#### Exercise input
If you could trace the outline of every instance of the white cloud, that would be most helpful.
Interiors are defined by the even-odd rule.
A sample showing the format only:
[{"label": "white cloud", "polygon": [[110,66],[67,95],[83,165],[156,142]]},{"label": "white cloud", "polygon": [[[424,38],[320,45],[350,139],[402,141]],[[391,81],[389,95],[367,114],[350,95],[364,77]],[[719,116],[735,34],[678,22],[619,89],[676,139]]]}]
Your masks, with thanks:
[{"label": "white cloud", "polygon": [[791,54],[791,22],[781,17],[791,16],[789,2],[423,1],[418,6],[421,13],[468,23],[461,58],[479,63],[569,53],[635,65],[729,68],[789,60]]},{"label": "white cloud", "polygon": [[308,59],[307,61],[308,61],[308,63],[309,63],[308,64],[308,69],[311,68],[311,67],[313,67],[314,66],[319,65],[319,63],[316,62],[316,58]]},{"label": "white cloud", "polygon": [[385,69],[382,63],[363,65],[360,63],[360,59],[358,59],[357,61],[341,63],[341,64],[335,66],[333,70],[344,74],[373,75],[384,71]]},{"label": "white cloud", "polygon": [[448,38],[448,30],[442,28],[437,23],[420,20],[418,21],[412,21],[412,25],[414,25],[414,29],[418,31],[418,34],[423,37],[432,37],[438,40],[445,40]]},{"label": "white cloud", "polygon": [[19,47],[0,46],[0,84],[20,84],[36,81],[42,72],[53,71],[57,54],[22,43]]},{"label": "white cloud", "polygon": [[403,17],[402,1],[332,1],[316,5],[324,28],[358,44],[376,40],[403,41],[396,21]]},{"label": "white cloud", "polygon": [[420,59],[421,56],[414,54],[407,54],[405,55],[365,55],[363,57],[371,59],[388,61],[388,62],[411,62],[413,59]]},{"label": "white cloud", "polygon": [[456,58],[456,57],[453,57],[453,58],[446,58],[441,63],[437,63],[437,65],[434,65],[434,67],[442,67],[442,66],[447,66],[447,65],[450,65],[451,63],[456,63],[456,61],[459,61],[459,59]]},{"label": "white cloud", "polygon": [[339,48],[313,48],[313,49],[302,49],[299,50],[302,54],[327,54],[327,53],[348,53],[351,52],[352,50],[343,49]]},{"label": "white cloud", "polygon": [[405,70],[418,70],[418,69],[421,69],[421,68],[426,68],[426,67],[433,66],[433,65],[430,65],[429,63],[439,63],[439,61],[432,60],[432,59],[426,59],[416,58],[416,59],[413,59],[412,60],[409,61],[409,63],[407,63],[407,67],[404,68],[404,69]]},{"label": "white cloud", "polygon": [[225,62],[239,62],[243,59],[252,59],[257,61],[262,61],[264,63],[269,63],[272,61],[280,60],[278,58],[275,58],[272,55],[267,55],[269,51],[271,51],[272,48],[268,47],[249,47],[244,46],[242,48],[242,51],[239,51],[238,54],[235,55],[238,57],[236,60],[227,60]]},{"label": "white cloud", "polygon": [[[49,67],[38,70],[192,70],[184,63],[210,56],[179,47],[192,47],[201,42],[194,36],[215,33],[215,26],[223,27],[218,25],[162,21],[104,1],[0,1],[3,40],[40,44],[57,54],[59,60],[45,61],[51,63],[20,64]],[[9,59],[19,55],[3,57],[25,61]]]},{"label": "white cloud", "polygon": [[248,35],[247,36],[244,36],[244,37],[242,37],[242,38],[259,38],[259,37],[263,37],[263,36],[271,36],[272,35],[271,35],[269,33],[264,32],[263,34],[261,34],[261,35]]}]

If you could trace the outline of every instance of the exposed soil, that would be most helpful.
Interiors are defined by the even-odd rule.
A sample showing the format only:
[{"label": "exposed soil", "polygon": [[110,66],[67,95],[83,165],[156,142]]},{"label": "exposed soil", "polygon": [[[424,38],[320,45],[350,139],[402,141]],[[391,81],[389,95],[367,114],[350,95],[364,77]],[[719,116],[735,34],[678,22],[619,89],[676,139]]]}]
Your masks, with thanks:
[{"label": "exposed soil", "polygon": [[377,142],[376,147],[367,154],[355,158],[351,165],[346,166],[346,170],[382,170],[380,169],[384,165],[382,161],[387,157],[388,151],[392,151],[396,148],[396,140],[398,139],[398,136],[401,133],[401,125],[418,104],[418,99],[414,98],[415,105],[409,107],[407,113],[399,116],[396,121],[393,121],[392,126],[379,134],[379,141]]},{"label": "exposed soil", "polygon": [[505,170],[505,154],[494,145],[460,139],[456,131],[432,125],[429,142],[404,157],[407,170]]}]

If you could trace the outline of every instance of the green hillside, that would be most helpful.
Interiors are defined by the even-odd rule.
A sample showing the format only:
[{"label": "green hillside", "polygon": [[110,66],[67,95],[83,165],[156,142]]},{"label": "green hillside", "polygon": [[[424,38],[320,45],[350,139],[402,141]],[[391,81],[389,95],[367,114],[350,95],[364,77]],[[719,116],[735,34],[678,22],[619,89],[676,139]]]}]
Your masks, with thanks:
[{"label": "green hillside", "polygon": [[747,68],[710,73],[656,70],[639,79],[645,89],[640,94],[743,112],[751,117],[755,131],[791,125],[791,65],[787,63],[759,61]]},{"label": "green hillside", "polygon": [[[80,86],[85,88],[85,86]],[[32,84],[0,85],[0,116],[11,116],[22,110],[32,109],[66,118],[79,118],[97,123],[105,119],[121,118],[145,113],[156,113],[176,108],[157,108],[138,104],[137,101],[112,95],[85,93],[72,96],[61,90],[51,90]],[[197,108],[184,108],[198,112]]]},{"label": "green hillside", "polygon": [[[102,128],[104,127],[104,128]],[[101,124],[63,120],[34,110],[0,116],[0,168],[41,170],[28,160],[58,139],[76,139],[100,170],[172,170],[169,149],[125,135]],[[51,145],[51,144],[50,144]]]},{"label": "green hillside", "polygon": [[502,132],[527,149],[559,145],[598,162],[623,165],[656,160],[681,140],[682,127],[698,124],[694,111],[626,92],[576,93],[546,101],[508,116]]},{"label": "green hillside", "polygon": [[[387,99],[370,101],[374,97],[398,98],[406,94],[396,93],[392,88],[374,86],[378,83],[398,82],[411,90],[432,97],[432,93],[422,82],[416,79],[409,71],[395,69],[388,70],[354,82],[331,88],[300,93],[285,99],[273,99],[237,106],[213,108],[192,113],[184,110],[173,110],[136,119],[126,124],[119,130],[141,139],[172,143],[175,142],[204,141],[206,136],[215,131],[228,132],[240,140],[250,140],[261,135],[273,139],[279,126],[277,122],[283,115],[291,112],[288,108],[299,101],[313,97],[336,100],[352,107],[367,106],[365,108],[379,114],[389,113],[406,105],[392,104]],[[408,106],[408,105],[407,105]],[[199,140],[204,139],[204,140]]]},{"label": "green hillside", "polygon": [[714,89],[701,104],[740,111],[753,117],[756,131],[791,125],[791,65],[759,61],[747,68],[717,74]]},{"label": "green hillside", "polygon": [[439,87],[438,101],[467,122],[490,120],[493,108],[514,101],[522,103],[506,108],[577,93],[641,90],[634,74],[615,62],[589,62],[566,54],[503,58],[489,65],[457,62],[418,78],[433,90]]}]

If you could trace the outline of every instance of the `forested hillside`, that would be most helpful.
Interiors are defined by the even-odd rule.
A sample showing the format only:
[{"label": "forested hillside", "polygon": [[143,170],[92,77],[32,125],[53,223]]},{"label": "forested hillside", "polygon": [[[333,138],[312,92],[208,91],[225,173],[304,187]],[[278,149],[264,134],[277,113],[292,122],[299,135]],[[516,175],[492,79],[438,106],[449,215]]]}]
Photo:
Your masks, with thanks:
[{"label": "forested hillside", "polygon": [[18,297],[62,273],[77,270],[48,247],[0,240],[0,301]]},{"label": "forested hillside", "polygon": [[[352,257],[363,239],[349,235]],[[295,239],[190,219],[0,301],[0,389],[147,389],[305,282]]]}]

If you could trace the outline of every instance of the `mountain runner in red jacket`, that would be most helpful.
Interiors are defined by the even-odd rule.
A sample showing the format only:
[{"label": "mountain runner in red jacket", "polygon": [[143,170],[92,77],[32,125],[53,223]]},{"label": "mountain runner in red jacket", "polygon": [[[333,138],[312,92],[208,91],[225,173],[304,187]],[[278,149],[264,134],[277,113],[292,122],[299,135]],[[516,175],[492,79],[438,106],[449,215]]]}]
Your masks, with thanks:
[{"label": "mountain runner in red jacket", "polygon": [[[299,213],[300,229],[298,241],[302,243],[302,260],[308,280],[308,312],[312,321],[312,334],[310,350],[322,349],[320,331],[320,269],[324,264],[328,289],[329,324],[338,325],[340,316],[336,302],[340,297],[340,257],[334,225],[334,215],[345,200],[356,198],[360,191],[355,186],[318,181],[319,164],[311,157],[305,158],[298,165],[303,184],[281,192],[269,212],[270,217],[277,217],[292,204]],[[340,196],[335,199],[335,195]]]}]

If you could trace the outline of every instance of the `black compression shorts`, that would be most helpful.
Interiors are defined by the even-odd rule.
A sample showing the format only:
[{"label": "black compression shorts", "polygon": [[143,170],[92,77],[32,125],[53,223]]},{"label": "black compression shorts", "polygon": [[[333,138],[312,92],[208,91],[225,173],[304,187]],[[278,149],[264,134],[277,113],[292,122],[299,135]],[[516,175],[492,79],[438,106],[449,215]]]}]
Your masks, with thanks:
########
Show, copied in full, every line above that contains the string "compression". Case counts.

If you could trace the outline of every instance of the `black compression shorts`, that would be most helpful.
[{"label": "black compression shorts", "polygon": [[143,170],[92,77],[32,125],[53,223]]},{"label": "black compression shorts", "polygon": [[[333,138],[312,92],[208,91],[225,173],[304,187]],[[278,149],[264,134],[277,113],[292,122],[299,135]],[[516,175],[492,79],[438,106],[449,215]]]}]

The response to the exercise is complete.